*** Records for processing

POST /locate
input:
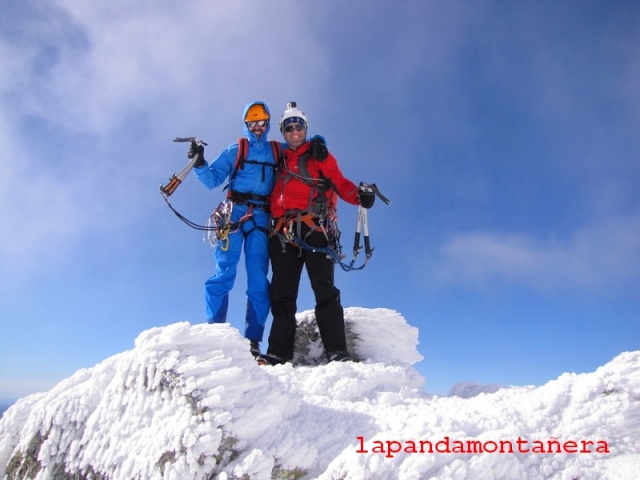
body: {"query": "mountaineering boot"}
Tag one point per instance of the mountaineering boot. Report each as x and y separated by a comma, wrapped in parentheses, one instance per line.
(339, 357)
(254, 348)
(270, 359)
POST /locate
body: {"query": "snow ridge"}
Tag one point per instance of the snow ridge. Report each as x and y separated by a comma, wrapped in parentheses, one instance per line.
(189, 402)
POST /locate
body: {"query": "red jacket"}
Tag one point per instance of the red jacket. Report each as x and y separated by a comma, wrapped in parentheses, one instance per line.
(290, 193)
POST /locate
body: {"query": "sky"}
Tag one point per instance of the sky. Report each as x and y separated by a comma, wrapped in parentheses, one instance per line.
(198, 406)
(505, 134)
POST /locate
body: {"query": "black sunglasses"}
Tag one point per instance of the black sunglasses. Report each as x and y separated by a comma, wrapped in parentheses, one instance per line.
(297, 127)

******

What is expected » Exclude the pictures, and transcribe all of the material exactly.

Correct answer »
POST /locate
input:
body: {"query": "mountaineering boot"}
Tag one point per instance of the mountaineering boot. Report each as x and y separated by a comma, wrapped in parentheses, one instance per line.
(339, 357)
(254, 348)
(270, 359)
POST /locate
body: {"query": "snow ridge"}
Tag one point per instance of the snow ridge. Report each as x and y separated by a comma, wrapped in parentheses, one instance per line.
(189, 402)
POST /locate
body: {"query": "red jacket"}
Tag one point per instance of the red jacket. Report each as x and y separated by a comma, wrapped in parentheses, one instance per line.
(290, 193)
POST /locate
body: {"query": "sky"}
Tag one point per instance of the sky. Report each as x and y separated by a comma, wrapped in parentheses, one instance per line.
(198, 406)
(505, 134)
POST /locate
body: {"query": "black sunglasses"}
Tag one point per instance of the black sunglasses. Report each as x and y separated by a comma, wrapped in parentheses, one instance per line.
(297, 127)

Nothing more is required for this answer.